== Written instruction 1 ==
Count the lines in the entries below that contain the string "water". Case counts. Give only the number.

== Document extract ==
····················
# Chasing my dream



## CptBradford (Mar 28, 2013)

For the past several months I've been redoing my captiva 240 that was given to me free of charge from my father as he upgraded to a Pearson 36. I've spent countless hours making the boat as live aboard friendly as possible. I know it's a small boat however the amount of time and effort placed into it has made me more and more eager to live aboard. I've been reading alot of live aboard post but haven't seen anyone with a boat as small as mine. I'll be living n south Carolina primarily at a marina except for day sails....any encouraging advice for life aboard would be great


----------



## PaulinVictoria (Aug 23, 2009)

Can't offer any of that, but welcome, and 36 isn't small.


----------



## DonScribner (Jan 9, 2011)

Brad,
Welcome to the asylum and congrats on inheriting a dream. Your 24 is a small boat to live aboard for any length of time. I haven't done it but I'll say that a week on a 25 footer gets cramped. Probably the best thing you can do is upgrade from an icebox to a fridge and install shore power. I'm assuming that you have a slip with power. The next thing would be to install a bimini with screen sides and some exterior lighting. This would add 30% to your living area and give a place to entertain in when it rains. Be sure to consult a qualified electrician on this one. One wrong ground and we're reading about you on Darwin Awards.

Don


----------



## Lake Superior Sailor (Aug 23, 2011)

Check out Drake Paragon film on You Tube, SV Swallow Non Such 26 it's a live aboard!...Dale


----------



## CptBradford (Mar 28, 2013)

Thanks for the advice! Don't know where to get a Bimini that will fit my boat though?


----------



## bljones (Oct 13, 2008)
····················
== Written instruction 2 ==
In the forum thread about living aboard a small boat, what boat did the father of the original poster upgrade to?

== Provided entries ==
····················
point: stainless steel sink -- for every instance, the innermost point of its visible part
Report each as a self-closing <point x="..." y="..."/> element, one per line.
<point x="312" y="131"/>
····················
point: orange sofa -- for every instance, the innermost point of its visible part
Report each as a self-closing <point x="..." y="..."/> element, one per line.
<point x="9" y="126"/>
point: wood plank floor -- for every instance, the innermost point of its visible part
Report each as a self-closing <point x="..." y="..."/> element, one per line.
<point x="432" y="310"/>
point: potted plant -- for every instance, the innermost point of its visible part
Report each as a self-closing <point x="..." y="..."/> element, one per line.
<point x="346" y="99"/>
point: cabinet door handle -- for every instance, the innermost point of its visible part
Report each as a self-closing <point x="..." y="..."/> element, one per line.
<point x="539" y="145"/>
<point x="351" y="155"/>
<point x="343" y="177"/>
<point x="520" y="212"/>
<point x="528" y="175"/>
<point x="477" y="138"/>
····················
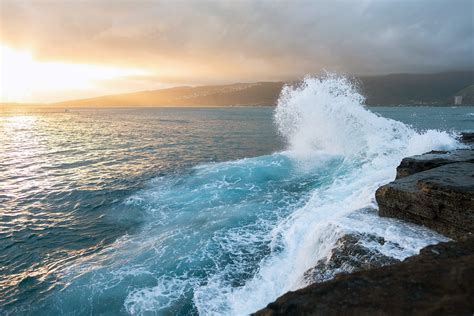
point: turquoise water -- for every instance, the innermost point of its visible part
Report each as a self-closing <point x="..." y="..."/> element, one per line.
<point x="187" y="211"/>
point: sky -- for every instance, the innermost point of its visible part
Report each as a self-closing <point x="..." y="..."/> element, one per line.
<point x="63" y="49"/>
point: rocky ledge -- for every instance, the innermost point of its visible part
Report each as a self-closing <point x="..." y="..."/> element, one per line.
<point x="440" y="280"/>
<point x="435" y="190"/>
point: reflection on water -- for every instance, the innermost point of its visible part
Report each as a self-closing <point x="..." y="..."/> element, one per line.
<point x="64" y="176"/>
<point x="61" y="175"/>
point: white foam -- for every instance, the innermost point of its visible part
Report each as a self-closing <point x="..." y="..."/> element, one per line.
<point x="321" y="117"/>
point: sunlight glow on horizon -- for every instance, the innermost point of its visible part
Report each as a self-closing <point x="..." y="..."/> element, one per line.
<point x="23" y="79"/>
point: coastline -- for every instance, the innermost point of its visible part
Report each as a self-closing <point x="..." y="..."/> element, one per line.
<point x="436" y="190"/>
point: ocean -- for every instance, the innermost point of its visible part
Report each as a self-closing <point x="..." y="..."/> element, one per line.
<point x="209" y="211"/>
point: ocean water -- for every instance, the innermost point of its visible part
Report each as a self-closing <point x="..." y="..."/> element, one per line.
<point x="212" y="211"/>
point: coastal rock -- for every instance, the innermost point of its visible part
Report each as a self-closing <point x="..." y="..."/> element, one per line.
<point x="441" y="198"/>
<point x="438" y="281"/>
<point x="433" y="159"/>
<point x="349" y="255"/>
····················
== Task response 1 ==
3

== Task response 2 ==
A Pearson 36.